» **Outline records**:
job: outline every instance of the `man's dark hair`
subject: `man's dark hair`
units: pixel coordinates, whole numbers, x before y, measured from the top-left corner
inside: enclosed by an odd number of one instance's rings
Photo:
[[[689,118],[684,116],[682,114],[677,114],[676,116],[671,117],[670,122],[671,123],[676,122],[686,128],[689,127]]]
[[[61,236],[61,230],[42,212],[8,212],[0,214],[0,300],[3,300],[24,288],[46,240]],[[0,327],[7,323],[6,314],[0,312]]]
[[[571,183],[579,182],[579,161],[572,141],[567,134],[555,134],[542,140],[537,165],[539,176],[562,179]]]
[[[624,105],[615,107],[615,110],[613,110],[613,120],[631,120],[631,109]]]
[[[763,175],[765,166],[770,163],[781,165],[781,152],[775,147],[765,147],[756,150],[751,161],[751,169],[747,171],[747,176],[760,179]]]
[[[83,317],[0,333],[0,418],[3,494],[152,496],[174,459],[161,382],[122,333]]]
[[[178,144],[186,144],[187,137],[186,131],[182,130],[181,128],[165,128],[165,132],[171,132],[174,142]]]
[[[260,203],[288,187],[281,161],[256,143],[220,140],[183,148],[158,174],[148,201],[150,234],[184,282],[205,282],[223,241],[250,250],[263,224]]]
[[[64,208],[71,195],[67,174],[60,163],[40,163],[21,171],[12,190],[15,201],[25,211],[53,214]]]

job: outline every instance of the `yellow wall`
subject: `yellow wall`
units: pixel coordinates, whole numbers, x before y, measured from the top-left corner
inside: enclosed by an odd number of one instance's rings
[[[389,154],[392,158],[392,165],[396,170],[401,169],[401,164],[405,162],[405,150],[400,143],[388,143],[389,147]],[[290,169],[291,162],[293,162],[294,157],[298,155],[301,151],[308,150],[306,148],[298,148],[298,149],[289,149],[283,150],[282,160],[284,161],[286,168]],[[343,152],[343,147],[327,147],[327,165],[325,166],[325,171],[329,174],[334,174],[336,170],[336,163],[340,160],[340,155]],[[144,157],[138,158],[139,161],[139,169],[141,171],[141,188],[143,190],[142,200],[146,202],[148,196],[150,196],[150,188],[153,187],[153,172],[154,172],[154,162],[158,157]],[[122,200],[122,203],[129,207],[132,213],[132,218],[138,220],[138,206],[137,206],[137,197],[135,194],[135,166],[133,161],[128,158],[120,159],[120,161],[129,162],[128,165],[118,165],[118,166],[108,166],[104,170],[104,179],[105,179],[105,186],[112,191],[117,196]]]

» **EXERCISE DIRECTIONS**:
Please count the lines in the outline records that contain the word "hair" and give only the number.

» **OUTPUT OF THE TASK**:
2